**EXTRAIT SOURCE**
*-*-*

Chaque fois, après m’avoir fait subir la torture du cataplasme, ma grand mère aux soins et à l’autorité de laquelle j’avais été laissée par la famille repartie à Toulon à la fin des courtes vacances de Noël dans le nord, à Paris, chez les grands parents | si ce n’était cette grosse fièvre, la fatigue et le supplice des remèdes grand-maternels j’aurais savouré le plaisir d’être restée seule, élément détaché devenu personnage autonome | revenait, entrouvrant la porte du bureau de mon grand-père où j’avais été installée, son visage devenu souriant et attentif, me complimentait et me proposait | il n’était pas question de refuser | de faire une bataille, repartait sans attendre la réponse, et je restais, regardant sur le mur face à moi la panoplie, si soigneusement composée que mon effroi s’était mué en curiosité et plaisir esthétique, de longs et étroits fusils à pierre et lames larges et courtes, ornés de tresses et de pompon, souvenirs des rezzous de son premier poste, avant la vieille guerre, celle de sa jeunesse. Elle revenait poussant une table roulante sur le plateau de laquelle étaient posées, à côté du jeu de carte, deux tasses fumantes d’une tisane au merveilleux parfum et au goût d’une fadeur désolante qu’elle relevait d’une goutte de porto en disant que ça ne pouvait que nous faire du bien … et la partie commençait, amenant le confortable ennui qui peu à peu m’assoupissait, la certitude que j’allais la perdre et l’amusement que me donnait, avec la cruauté de l’enfance, la vue de ses épaisses lunettes presque posées sur les cartes pour les distinguer.

*-*-*

**CONSIGNES**
1. Répondez à ces questions sur l'extrait consacré aux soins d'une grand-mère :
(a) Dans quelle ville la famille était-elle repartie à la fin des vacances de Noël ?
(b) Dans quelle pièce l'enfant avait-elle été installée ?
(c) De quoi la grand-mère relevait-elle le goût de la tisane ?
2. Rassemblez chaque ligne des enregistrements qui contient le mot « ceiling ».
Ces enregistrements n'ont aucun lien avec l'extrait.

[Extraits d'un jeu de données d'annotation par points]

*-*-*

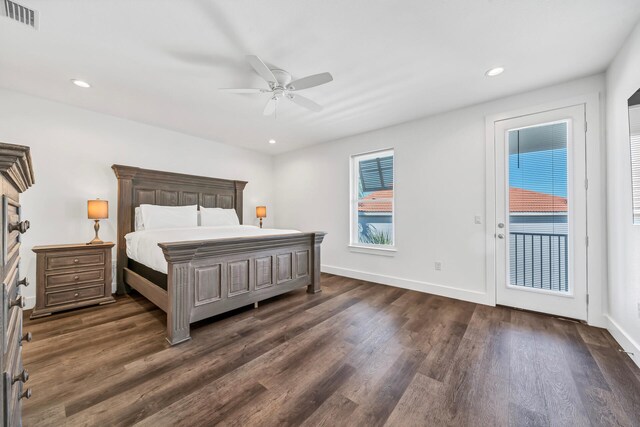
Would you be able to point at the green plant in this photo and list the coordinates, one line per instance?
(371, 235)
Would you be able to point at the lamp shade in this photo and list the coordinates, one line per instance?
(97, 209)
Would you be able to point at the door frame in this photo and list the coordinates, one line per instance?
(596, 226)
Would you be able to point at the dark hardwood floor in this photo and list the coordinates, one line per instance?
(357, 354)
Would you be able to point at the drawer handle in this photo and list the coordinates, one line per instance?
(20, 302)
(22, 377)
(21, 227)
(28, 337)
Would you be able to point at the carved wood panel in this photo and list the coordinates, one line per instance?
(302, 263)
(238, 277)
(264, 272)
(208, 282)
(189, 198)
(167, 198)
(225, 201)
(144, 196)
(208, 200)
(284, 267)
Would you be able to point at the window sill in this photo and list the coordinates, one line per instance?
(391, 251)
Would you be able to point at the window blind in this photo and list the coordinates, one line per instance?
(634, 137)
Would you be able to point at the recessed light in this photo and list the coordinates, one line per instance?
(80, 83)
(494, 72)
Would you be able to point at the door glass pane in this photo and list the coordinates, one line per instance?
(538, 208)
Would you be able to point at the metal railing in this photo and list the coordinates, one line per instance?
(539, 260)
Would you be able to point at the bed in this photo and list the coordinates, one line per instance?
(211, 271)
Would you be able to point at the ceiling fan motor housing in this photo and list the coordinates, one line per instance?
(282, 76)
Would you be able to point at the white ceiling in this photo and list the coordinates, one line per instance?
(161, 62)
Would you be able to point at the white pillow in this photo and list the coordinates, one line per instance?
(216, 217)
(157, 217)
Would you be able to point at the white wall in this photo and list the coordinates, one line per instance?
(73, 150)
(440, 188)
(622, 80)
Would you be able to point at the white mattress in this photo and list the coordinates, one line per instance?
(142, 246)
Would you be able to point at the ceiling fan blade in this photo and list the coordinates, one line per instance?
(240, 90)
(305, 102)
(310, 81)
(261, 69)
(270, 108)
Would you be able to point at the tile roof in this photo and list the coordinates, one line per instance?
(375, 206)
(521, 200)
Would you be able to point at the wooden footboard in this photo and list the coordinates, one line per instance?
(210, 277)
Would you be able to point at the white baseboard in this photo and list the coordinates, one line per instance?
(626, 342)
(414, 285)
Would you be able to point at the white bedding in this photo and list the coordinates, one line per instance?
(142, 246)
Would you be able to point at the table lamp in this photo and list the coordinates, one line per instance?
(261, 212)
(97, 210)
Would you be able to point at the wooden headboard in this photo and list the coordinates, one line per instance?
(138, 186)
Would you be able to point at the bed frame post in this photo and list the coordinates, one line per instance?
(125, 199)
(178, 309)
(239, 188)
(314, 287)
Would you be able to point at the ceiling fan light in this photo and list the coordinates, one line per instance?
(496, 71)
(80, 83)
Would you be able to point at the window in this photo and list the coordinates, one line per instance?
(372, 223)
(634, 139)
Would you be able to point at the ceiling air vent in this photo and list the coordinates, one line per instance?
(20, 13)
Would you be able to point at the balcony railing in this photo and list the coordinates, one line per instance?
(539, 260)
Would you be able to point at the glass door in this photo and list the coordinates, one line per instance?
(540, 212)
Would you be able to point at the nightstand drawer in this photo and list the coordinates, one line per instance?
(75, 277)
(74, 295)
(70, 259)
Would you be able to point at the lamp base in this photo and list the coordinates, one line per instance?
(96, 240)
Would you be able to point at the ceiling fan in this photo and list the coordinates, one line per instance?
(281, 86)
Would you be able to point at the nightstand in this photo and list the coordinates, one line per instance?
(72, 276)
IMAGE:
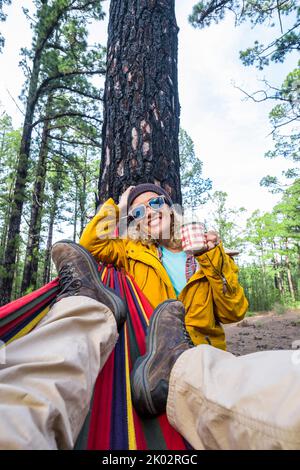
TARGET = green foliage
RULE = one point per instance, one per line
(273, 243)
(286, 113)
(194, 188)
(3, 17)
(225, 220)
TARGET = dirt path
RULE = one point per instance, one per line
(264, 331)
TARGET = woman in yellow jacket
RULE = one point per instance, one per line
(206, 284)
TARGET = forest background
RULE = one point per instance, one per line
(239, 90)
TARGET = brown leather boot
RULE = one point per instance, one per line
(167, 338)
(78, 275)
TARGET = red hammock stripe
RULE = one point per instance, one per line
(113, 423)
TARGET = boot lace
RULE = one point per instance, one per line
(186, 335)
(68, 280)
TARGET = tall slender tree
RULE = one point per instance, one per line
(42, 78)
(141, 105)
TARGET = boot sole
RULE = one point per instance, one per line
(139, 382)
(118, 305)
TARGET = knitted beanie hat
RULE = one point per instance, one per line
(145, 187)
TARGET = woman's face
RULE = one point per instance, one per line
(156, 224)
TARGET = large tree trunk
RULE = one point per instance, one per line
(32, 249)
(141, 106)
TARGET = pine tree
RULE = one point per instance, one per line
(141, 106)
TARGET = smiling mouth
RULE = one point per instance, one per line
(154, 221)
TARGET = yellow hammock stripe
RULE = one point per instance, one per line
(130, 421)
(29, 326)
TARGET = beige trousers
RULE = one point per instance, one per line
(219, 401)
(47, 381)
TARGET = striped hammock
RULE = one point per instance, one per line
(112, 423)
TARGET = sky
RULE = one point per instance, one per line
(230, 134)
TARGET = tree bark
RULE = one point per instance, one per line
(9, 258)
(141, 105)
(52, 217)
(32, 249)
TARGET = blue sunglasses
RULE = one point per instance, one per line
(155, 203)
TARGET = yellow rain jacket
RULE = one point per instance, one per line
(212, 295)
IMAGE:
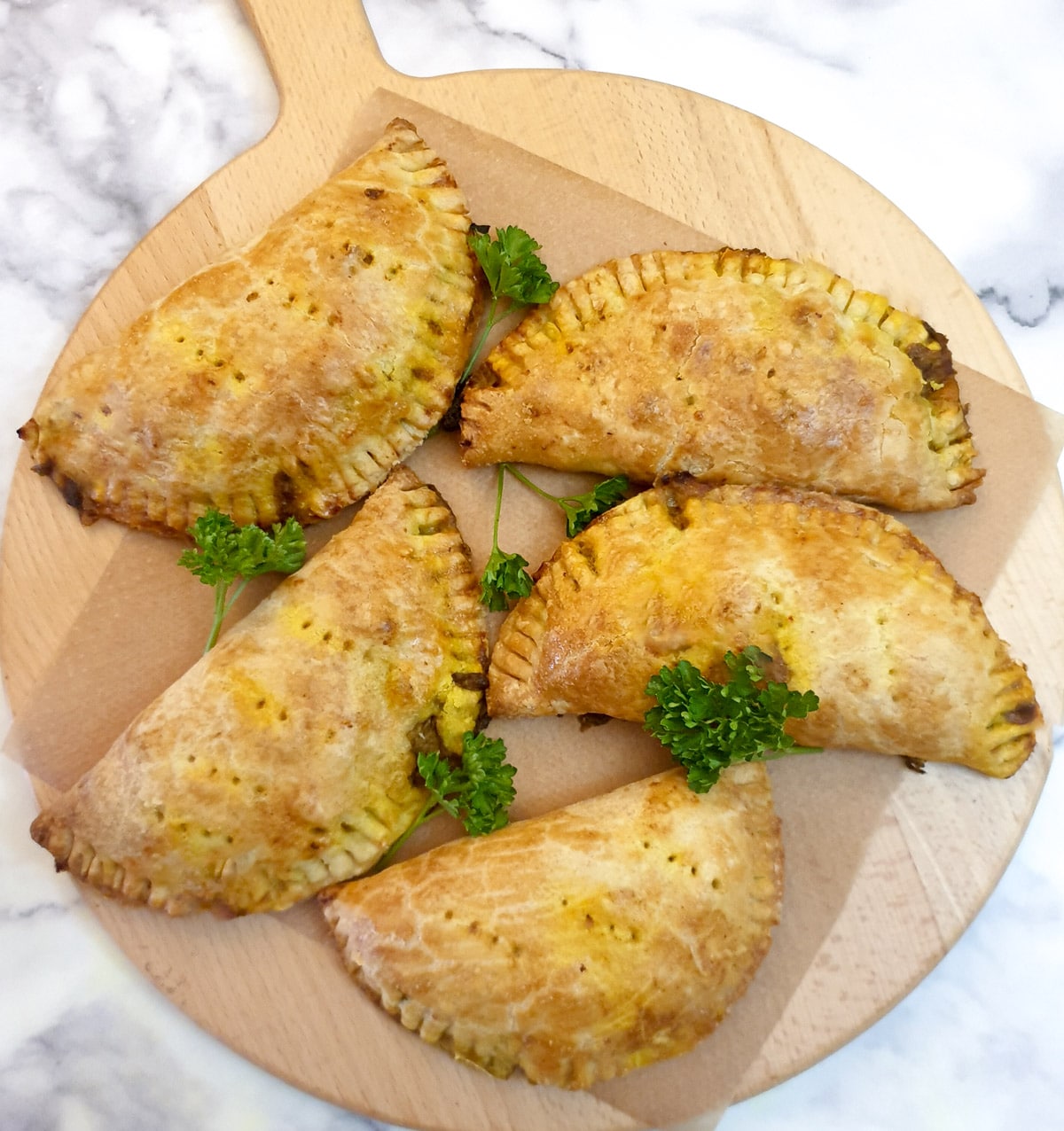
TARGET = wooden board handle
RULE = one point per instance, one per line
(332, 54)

*-*-*

**CORRIGÉ**
1.
(a) À Toulon.
(b) Dans le bureau du grand-père.
(c) D'une goutte de porto.

2.
Would you be able to point at the ceiling fan motor housing in this photo and list the coordinates, one line per instance?
Would you be able to point at the white ceiling in this photo and list the coordinates, one line per instance?
Would you be able to point at the ceiling fan blade in this photo and list the coordinates, one line per instance?
Would you be able to point at the ceiling fan light in this photo and list the coordinates, one line per instance?
Would you be able to point at the ceiling air vent in this photo and list the coordinates, one line per instance?
Would you be able to point at the ceiling fan in this photo and list the coordinates, one line per instance?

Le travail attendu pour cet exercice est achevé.